## EXTRACT PROVIDED
——
Rockwall Fire Chief Mark Poindexter estimates that almost half of his volunteers are paid firefighters in other cities.
Rockwall, unlike many departments, requires physical screenings. But even those without rigorous screenings are careful in how they deploy personnel. In the North Hood County department, for instance, two retirees serve as drivers but don’t fight fires.
“Everybody’s got a place,” said Chief Davis of Nocona. “You can’t take a guy that’s out of shape and put him on the end of the hose line. ... You’ve got to be wise enough to put everybody in a position that they can handle and make them feel part of the team.”
Staying in operation
Still, officials acknowledge such departments face huge challenges, such as recruiting, training and retaining volunteers, and maintaining equipment.
For Station 70, another Hood County volunteer fire department, just keeping the doors open is a struggle. “We’re getting by - barely,” said Chief Johnny Miller, who works as a deputy sheriff.
Like the other eight departments in Hood County, Station 70 receives some funding and equipment from the county. It also asks for $12 a year per resident from a local homeowners group. But there’s never enough money to maintain equipment the way the station would like.
Sometimes, Chief Miller said, he pulls out his own credit card to “put enough fuel in the truck to get it back to the station to put gas in it.”
He estimates that the department, which consists of 11 volunteers, has to raise about $20,000 a year. That’s hard to do in a community that’s home to many retirees on fixed incomes. The department has held chili suppers, barbecues and Mexican dinners, as well as a “boot drive” to raise money.
But money isn’t the only issue. Recruiting volunteers also can be difficult.
“There are not a lot of people who want to run into a burning building,” Chief Miller said.
Sometimes people will sign up, only to quit when they realize how much time and commitment the job requires.
“A lot of young people that join, they really don’t think it through,” said Assistant Chief Gary Tillison.
Chief Tillison’s real job is running a pizza parlor, and he has to leave the business when an alarm sounds - as happened more than 300 times last year. He also attends weekly training and a monthly business meeting. In addition, he spent a week’s vacation attending “fire school.”
That kind of intensely personal commitment is not unusual.
“They don’t ever know when to quit,” said Ms. Johnson of the State Firemen’s and Fire Marshals’ Association. “It is amazing to me how many times I’m asked to come and give a presentation for someone who’s been there 50 years.”
But that commitment is getting harder to find, said Chris Bonner, deputy director of the association and chief of the Manchaca Volunteer Fire Department outside Austin. The department recently started paying two part-time firefighters and one full-timer to staff the station 10 hours a day - because sometimes few volunteers, if any, responded to a fire alarm.
Alarms don’t go unanswered when that happens, because other departments are paged to fill in, but “the response times were being affected,” Chief Bonner said. “We could not guarantee a response if a call came out in the middle of the daytime.”
Combinations
Daytime responders can be particularly hard to find, fire officials say, because many people live in one community but work in another. As a result, more volunteer departments are relying on both paid and volunteer staff.
“I get really scared every time I look at who’s working in Fort Worth,” said Steve Perdue, chief of the Mineral Wells Volunteer Fire Department, which has about one staffer for every three volunteers. He estimated that half of his 35 volunteers work outside Mineral Wells.
Chief Perdue would like to see some minimum standards for volunteer departments.
“A volunteer fire department can be as good or as bad it wants to be,” he said.
But “most of them are good,” he said, “because people realize this is serious business, and people know people can get killed.”
——
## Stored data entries
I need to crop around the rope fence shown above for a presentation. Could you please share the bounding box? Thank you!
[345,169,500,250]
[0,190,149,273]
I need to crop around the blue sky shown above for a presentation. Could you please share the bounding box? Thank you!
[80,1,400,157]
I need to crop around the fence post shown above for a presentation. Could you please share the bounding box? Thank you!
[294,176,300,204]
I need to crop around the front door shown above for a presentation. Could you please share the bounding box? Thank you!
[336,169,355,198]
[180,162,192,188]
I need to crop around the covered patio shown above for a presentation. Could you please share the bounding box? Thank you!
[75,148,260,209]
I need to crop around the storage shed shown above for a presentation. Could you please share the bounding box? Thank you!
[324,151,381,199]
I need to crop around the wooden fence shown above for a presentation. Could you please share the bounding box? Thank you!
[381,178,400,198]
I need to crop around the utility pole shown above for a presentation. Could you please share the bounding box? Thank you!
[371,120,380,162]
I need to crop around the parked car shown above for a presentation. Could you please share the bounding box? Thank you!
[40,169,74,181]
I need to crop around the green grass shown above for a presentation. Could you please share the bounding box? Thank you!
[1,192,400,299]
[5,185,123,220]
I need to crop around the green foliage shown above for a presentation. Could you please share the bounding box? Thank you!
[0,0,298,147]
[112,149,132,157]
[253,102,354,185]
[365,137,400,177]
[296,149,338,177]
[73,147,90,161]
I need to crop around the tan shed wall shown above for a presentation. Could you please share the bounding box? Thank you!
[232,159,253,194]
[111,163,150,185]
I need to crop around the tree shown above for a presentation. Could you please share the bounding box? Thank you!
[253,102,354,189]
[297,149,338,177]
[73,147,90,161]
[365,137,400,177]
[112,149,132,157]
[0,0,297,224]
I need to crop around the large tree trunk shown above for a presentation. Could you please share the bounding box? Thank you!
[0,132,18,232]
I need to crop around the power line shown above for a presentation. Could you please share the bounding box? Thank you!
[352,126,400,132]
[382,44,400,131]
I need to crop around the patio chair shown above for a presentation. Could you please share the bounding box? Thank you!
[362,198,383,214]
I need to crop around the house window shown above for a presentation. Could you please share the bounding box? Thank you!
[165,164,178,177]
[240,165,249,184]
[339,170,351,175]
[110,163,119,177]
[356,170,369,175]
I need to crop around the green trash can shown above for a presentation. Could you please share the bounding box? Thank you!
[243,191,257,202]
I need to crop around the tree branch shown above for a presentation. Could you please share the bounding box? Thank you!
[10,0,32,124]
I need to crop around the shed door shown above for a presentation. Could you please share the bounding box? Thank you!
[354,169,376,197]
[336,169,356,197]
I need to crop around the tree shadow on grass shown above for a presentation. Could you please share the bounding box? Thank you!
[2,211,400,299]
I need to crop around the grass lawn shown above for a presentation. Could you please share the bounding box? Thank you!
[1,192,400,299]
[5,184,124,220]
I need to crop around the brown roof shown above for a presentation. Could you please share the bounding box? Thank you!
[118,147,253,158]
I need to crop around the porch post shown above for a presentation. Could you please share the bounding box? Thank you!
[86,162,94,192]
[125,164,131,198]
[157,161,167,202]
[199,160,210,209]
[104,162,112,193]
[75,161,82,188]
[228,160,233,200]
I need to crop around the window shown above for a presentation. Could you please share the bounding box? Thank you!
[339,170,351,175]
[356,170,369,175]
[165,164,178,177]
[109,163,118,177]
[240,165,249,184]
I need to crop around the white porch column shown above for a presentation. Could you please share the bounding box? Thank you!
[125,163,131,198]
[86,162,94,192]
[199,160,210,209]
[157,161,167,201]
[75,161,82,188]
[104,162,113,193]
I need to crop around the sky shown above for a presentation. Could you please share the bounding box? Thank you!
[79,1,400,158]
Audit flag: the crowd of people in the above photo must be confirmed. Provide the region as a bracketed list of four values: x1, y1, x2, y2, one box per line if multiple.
——
Print the passage from the article on volunteer fire departments, everything from "Combinations" down to "for volunteer departments.", copied word for word.

Combinations
Daytime responders can be particularly hard to find, fire officials say, because many people live in one community but work in another. As a result, more volunteer departments are relying on both paid and volunteer staff.
“I get really scared every time I look at who’s working in Fort Worth,” said Steve Perdue, chief of the Mineral Wells Volunteer Fire Department, which has about one staffer for every three volunteers. He estimated that half of his 35 volunteers work outside Mineral Wells.
Chief Perdue would like to see some minimum standards for volunteer departments.